**EXERCISE BRIEF:** Reproduce each line of the listing exactly.

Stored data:
◆ ◆ ◆ ◆ ◆

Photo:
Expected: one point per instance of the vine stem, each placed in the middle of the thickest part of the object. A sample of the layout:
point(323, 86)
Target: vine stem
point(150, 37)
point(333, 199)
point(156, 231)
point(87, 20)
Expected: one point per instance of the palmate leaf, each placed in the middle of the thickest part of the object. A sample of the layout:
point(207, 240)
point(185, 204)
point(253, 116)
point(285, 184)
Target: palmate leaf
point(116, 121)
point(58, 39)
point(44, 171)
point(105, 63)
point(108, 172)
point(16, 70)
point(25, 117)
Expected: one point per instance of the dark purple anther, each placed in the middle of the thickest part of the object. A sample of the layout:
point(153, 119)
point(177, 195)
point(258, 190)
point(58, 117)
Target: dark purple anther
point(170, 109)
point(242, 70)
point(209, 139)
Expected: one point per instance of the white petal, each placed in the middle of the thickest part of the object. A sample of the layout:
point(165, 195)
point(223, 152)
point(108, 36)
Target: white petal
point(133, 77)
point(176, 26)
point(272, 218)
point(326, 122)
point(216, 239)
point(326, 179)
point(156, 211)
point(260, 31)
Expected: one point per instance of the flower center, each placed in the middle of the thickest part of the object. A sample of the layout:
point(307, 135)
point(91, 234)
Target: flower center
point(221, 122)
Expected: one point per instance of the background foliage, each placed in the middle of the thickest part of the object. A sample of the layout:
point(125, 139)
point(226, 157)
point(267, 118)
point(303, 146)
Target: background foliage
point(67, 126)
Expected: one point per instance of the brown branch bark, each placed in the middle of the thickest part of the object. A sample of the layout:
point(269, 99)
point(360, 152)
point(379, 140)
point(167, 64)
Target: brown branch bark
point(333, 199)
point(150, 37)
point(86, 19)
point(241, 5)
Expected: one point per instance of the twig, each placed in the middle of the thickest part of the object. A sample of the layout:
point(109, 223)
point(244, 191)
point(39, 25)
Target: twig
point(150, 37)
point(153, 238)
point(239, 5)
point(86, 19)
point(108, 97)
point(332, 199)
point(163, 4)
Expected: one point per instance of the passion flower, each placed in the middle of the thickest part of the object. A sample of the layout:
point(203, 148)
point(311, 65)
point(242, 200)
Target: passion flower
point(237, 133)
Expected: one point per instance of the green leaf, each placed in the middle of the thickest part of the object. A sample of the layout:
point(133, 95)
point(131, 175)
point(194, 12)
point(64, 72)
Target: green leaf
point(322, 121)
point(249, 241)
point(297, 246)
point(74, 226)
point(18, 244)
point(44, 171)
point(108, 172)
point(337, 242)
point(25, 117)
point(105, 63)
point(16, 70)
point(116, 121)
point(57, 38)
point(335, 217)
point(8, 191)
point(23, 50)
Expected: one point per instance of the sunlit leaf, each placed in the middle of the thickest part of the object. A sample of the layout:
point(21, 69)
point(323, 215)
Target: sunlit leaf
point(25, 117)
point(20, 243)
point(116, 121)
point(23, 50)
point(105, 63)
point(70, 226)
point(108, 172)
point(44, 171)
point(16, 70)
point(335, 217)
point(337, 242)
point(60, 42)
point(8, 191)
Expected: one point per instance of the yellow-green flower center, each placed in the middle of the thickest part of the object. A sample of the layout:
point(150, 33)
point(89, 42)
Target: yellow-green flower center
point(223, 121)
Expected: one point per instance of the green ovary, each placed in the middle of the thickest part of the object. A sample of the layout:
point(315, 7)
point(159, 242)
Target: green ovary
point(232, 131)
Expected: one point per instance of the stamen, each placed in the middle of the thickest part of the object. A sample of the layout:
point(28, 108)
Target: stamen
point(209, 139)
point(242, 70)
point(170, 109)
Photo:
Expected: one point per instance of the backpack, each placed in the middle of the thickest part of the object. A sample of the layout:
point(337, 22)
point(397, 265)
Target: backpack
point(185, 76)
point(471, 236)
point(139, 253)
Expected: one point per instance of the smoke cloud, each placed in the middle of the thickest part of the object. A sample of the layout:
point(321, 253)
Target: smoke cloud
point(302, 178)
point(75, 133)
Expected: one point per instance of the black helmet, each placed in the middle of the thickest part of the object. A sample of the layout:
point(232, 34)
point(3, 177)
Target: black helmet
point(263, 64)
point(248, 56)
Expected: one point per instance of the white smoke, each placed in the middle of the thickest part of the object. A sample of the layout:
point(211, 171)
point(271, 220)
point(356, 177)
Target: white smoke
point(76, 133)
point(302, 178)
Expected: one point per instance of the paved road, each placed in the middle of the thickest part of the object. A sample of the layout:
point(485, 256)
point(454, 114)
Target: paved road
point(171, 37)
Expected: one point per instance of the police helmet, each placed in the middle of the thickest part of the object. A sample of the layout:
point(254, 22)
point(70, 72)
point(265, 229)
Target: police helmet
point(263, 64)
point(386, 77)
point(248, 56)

◆ ◆ ◆ ◆ ◆

**COMPLETE RESPONSE:**
Photo:
Expected: one point per instance of the vine stem, each placed in the middle of the thickest part of the object. A sample of the layout:
point(323, 86)
Target: vine stem
point(150, 37)
point(333, 199)
point(156, 231)
point(87, 20)
Expected: one point per instance of the palmate leaf, each placed in the middle of the thickest part of the object. A sample of the layout:
point(207, 240)
point(185, 204)
point(253, 116)
point(285, 184)
Target: palmate leaf
point(116, 121)
point(58, 39)
point(44, 171)
point(105, 63)
point(108, 172)
point(16, 70)
point(25, 117)
Expected: one point per instance of the dark purple anther, each placed in the middle of the thickest part of the object. A sample of the layout:
point(153, 119)
point(177, 195)
point(258, 190)
point(58, 117)
Target: dark purple anther
point(170, 109)
point(242, 70)
point(209, 139)
Expected: one point per instance of the white petal, each placed in the middle of the thickest part of the object. A sample of the layout:
point(165, 195)
point(223, 152)
point(108, 36)
Target: white petal
point(133, 77)
point(176, 26)
point(272, 218)
point(326, 122)
point(216, 239)
point(326, 179)
point(156, 211)
point(260, 31)
Expected: one point per instance of the flower center, each placed in the middle of the thickest part of the object. A sample of the layout:
point(307, 135)
point(91, 234)
Target: flower center
point(221, 122)
Expected: one point per instance of the background foliage, each placed in the middle of the thickest part of the object. A sample of the layout:
point(125, 139)
point(226, 157)
point(267, 118)
point(303, 146)
Target: background foliage
point(67, 126)
Expected: one point per instance of the brown branch bark, each placed in the middle of the thickest part of the object. A sample of the layout:
point(269, 99)
point(360, 152)
point(379, 140)
point(167, 64)
Target: brown branch bark
point(333, 199)
point(150, 37)
point(86, 19)
point(241, 5)
Expected: one point per instance of the twig, each placed in the middle of the thickest part of the object. A sample of the layout:
point(109, 223)
point(244, 191)
point(39, 25)
Target: twig
point(150, 37)
point(153, 238)
point(239, 5)
point(86, 19)
point(108, 97)
point(332, 199)
point(163, 4)
Expected: one point per instance of the passion flower, each placed in the middle of the thickest part of the object. A sample of the layout:
point(203, 148)
point(311, 65)
point(242, 200)
Target: passion flower
point(237, 133)
Expected: one point per instance of the green leaf, each placed in the middle of the thickest part of the object. A sample of the layout:
point(133, 95)
point(131, 175)
point(194, 12)
point(64, 72)
Target: green leaf
point(322, 121)
point(249, 241)
point(297, 246)
point(74, 226)
point(18, 244)
point(44, 171)
point(108, 172)
point(337, 242)
point(25, 117)
point(105, 63)
point(16, 70)
point(116, 121)
point(57, 38)
point(335, 217)
point(8, 191)
point(23, 50)
Expected: one point per instance of the sunlit leaf, each placed in the middle of the thickest part of the object. A sample of the layout:
point(21, 69)
point(323, 215)
Target: sunlit leaf
point(25, 117)
point(20, 243)
point(116, 121)
point(23, 50)
point(105, 63)
point(70, 226)
point(108, 172)
point(44, 171)
point(16, 70)
point(335, 217)
point(337, 242)
point(60, 42)
point(8, 191)
Expected: one point per instance of the yellow-green flower center, each placed in the middle of the thickest part of the object. A sample of the layout:
point(150, 33)
point(89, 42)
Target: yellow-green flower center
point(223, 121)
Expected: one point per instance of the green ovary, each placed in the middle of the thickest part of the object. A sample of the layout:
point(315, 7)
point(159, 242)
Target: green ovary
point(232, 131)
Expected: one point per instance of the stamen, each placed in the middle of the thickest part of the object. A sample of the layout:
point(28, 108)
Target: stamen
point(209, 139)
point(242, 70)
point(170, 109)
Photo:
Expected: one point per instance of the backpack, each placed in the middle of the thickest part of the object. A sample of the layout:
point(337, 22)
point(397, 265)
Target: backpack
point(185, 76)
point(471, 236)
point(139, 253)
Expected: one point per instance of the smoke cloud, each placed in the middle of the thickest part of the object. A sample of the layout:
point(321, 253)
Target: smoke cloud
point(302, 178)
point(75, 133)
Expected: one point per instance of the black helmet, each placed in the middle of the thickest part of the object. A sample of the layout:
point(232, 34)
point(3, 177)
Target: black helmet
point(263, 64)
point(248, 56)
Expected: one point per instance of the white smoke, each placed in the middle of the thickest part of the object. A sample of the layout:
point(211, 171)
point(271, 220)
point(356, 177)
Target: white smoke
point(76, 133)
point(302, 178)
Expected: one point per instance of the paved road, each placed in the middle of the thickest part of the object. A sample of the layout:
point(485, 256)
point(454, 114)
Target: paved road
point(171, 37)
Expected: one point per instance of the police helmet, each placed in the middle of the thickest part of the object. A sample of the layout:
point(254, 22)
point(70, 72)
point(265, 229)
Target: police helmet
point(263, 64)
point(386, 77)
point(248, 56)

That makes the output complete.